— 所给文本 —
········
KAJIMA CORPORATION CONTEST 2024(AtCoder Beginner Contest 340)
A - Arithmetic Progression
代码:
#include <bits/stdc++.h>
using namespace std;
using ll = long long;
using pii = pair<ll, ll>;
#define fi first
#define se second
using i128 = __int128_t;
using piii = pair<ll, pair<ll, ll>>;
map<int, ll> q;
void solve()
{
int a, b, c;
cin >> a >> b >> c;
while (a <= b)
{
cout << a << ' ';
a += c;
}
}
int main()
{
int t = 1;
// cin >> t;
while (t--)
{
solve();
}
return 0;
}
B - Append
代码:
#include <bits/stdc++.h>
using namespace std;
using ll = long long;
using pii = pair<ll, ll>;
#define fi first
#define se second
using i128 = __int128_t;
using piii = pair<ll, pair<ll, ll>>;
map<int, ll> q;
void solve()
{
int n;
vector<int> v;
cin >> n;
while (n--)
{
int a, b;
cin >> a >> b;
if (a == 1)
········
— 数据清单 —
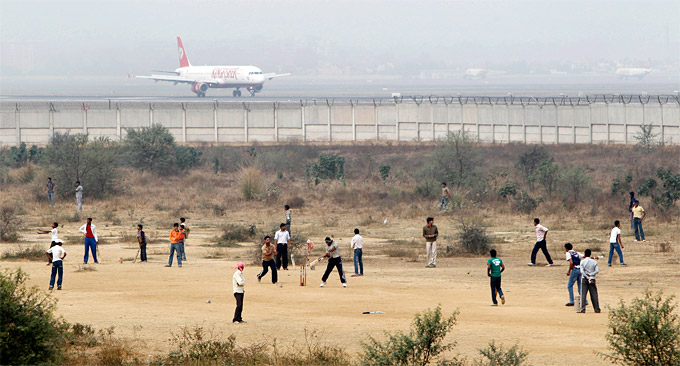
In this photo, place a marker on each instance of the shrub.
(251, 183)
(497, 356)
(327, 166)
(9, 223)
(29, 332)
(646, 332)
(423, 345)
(474, 239)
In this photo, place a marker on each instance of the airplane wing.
(272, 75)
(178, 79)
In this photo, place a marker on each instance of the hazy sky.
(116, 37)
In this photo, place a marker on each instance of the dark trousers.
(142, 252)
(265, 268)
(496, 288)
(540, 245)
(334, 262)
(57, 267)
(587, 287)
(239, 307)
(282, 256)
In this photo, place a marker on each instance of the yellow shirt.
(637, 212)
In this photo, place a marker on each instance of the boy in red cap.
(238, 283)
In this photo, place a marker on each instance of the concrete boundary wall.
(547, 120)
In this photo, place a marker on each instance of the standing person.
(446, 194)
(639, 215)
(589, 269)
(238, 283)
(176, 237)
(430, 234)
(630, 209)
(334, 260)
(184, 226)
(55, 237)
(91, 240)
(615, 243)
(141, 238)
(541, 236)
(56, 255)
(79, 196)
(289, 217)
(282, 238)
(494, 268)
(357, 245)
(268, 253)
(574, 271)
(51, 187)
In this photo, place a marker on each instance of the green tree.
(646, 332)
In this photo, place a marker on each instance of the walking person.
(541, 236)
(51, 187)
(91, 240)
(176, 237)
(430, 234)
(55, 237)
(56, 255)
(238, 283)
(615, 243)
(282, 239)
(79, 196)
(446, 194)
(357, 245)
(574, 271)
(639, 215)
(589, 269)
(268, 253)
(185, 227)
(494, 268)
(334, 260)
(289, 217)
(141, 239)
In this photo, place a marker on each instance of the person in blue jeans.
(357, 245)
(574, 271)
(615, 243)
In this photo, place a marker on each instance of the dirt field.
(147, 301)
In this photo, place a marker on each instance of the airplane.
(632, 72)
(203, 78)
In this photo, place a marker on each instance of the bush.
(327, 166)
(497, 356)
(29, 332)
(9, 223)
(423, 345)
(474, 239)
(251, 183)
(646, 332)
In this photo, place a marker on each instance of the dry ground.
(149, 302)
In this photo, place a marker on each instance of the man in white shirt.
(57, 255)
(541, 235)
(615, 243)
(357, 245)
(238, 283)
(282, 239)
(589, 269)
(334, 260)
(91, 240)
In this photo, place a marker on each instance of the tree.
(646, 332)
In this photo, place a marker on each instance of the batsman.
(334, 260)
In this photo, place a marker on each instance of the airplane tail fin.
(183, 59)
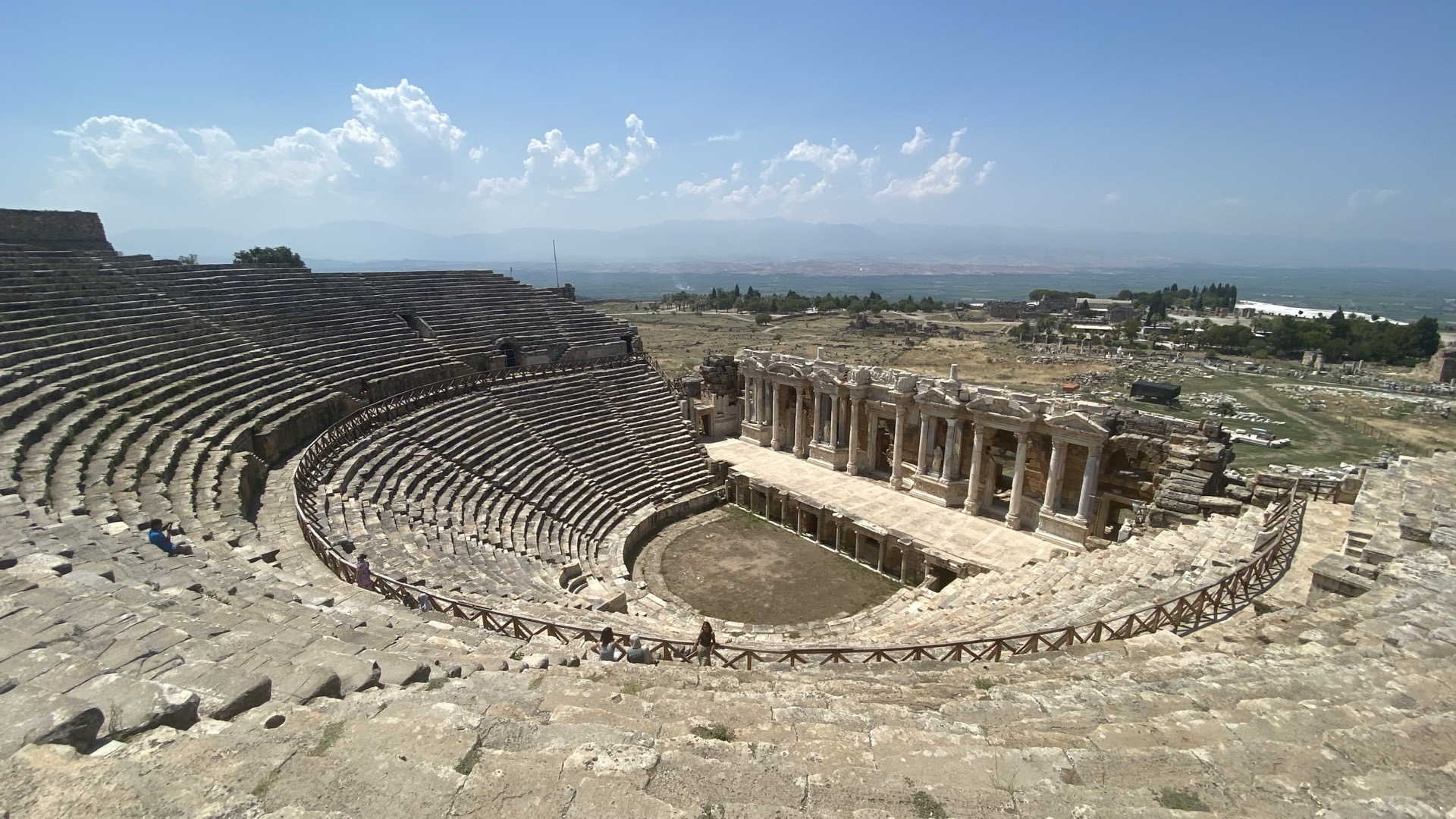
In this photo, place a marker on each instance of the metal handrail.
(1184, 614)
········
— 待完成任务 —
**A.** 在这份 ABC 340 题解中，A 题代码用 using 定义了若干类型别名（不含 using namespace std）。请逐一列出这些别名及其对应的类型。
**B.** 根据这份 ABC 340 题解回答下列问题：
(i) A 题的题目名称是什么？
(ii) A 题 solve 函数中 while 循环的条件是什么？
(iii) B 题 solve 函数里声明的 vector 变量叫什么名字？
**C.** 接着这份 ABC 340 题解的末尾继续往下写。

— 依次作答 —
**A.**
ll = long long
pii = pair<ll, ll>
i128 = __int128_t
piii = pair<ll, pair<ll, ll>>

**B.**
(i) Arithmetic Progression
(ii) a <= b
(iii) v

**C.**
{
v.push_back(b);
}
else
{
int m = v.size();
cout << v[m - b] << endl;
}
}
}
int main()
{
int t = 1;
// cin >> t;
while (t--)
{
solve();
}
return 0;
}
C - Divide and Divide
解题思路:
可记忆化搜索。
除了最后一层得到\(1\)的拆分可能会有不同,前面的拆分层数都是一样的,花费总和也都是\(x\)。
最后\(x\)一定会全部拆分成\(1\),所以,我们可以先算出倒数第二层总共会有多少个数字,此时数字不是\(1\)就是\(2\)。
然后二分得出有多少个\(2\),这些就是最后一层的偏差,加上即可。
代码:
#include <bits/stdc++.h>
using namespace std;
using ll = long long;
using pii = pair<ll, ll>;
#define fi first
#define se second
using i128 = __int128_t;
using piii = pair<ll, pair<ll, ll>>;
void solve()
{
ll x;
cin >> x;
ll ans = 0;
int cnt = 0;
ll l = 0;
ll r = 0;
ll t = x;
while (t >= 2)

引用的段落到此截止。